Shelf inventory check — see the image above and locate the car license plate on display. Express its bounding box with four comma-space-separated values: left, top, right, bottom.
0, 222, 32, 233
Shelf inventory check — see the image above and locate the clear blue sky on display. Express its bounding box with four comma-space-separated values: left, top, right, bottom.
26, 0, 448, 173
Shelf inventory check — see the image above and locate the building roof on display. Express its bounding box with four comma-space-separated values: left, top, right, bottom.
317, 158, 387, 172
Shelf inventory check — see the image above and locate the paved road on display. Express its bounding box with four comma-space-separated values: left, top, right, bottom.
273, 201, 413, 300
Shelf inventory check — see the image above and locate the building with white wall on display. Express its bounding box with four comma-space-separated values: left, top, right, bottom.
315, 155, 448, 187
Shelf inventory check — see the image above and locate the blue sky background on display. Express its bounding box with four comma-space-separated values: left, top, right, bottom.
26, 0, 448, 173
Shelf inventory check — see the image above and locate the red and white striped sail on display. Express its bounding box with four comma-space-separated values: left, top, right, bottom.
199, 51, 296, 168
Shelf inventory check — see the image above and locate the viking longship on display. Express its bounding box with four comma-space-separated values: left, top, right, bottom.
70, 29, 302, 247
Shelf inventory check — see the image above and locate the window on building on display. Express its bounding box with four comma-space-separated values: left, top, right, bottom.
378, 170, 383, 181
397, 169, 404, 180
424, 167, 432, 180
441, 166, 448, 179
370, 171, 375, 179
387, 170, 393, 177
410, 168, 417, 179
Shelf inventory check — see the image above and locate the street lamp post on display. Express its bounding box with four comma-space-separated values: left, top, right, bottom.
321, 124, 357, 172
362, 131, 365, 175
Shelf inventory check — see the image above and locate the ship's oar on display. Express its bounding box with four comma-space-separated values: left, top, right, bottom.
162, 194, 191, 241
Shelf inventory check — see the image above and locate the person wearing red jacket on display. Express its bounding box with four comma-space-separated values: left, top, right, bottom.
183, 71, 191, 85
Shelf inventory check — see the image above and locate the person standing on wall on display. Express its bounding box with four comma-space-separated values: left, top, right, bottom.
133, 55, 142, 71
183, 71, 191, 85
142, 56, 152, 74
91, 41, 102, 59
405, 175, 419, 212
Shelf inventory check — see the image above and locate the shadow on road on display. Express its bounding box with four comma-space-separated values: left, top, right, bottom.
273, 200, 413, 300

**REQUIREMENT**
Reproduce the material exactly. Every line must match.

**REPLY TO THE EXERCISE**
Shelf inventory check — see the image above and locate the car license plate on display. Express its bounding box with four comma-space-separated values: left, top, right, bottom.
0, 222, 32, 233
Shelf inventory check — see the image above and locate the clear blue sky on display. Express its bounding box with four comma-space-separated values: left, top, right, bottom.
26, 0, 448, 173
Shelf inventory check — see the image above and locate the building roof on display. Express its bounding box with four comma-space-separated values: left, top, right, bottom.
317, 158, 387, 172
Shelf inventory check — see the image above and locate the paved road on display. Express its bounding box with four comma-space-separated values: left, top, right, bottom.
273, 201, 413, 300
Shelf inventory check — see the image above and locate the building with white wall on display. Express its bounding box with four comma-space-separated values: left, top, right, bottom.
315, 155, 448, 187
Shelf inventory check — see the image above and locate the blue sky background on display. Express its bounding box with four comma-space-separated values: left, top, right, bottom.
26, 0, 448, 173
Shelf inventory check — see the image above and locate the red and white striped sail on display. Express its bounding box with four comma-space-separated values: left, top, right, bottom.
199, 51, 296, 168
Shelf inventory check — see the image above and locate the viking longship on display. Express its bounding box with four comma-space-separated values: left, top, right, bottom.
70, 29, 302, 247
Shelf inventory check — see the image above and locate the window on building on display. Express its bounding box with four comma-space-separated values: left, top, right, bottom.
378, 170, 383, 181
397, 169, 404, 180
424, 167, 432, 180
441, 166, 448, 179
370, 171, 375, 179
387, 170, 393, 177
410, 168, 417, 179
Shelf inventory check — see the image above and locate the street lamp post on display. Express its bounding box with four comma-space-separated values: left, top, right, bottom.
321, 124, 357, 172
362, 131, 365, 175
Shelf inventory check — see the image above and locate the ship's oar on display. Express its bounding box with four comma-space-separated values: left, top, right, bottom.
162, 194, 191, 241
Shelf inventory check — see the image above and locate the person wearing red jacket on display. Express its bounding box with four comma-space-separated values: left, top, right, bottom.
183, 71, 191, 85
Shelf inventory check — see the image above and locate the person standing on wall on display. Express its bounding box with four comma-space-separated values: left, top, right, bottom.
133, 55, 142, 71
183, 71, 191, 85
142, 56, 152, 74
91, 41, 102, 59
405, 175, 419, 212
Shelf inventory check — see the image above and locate the shadow on road on display. Express its bounding box with four comma-space-separated values: left, top, right, bottom.
273, 200, 413, 300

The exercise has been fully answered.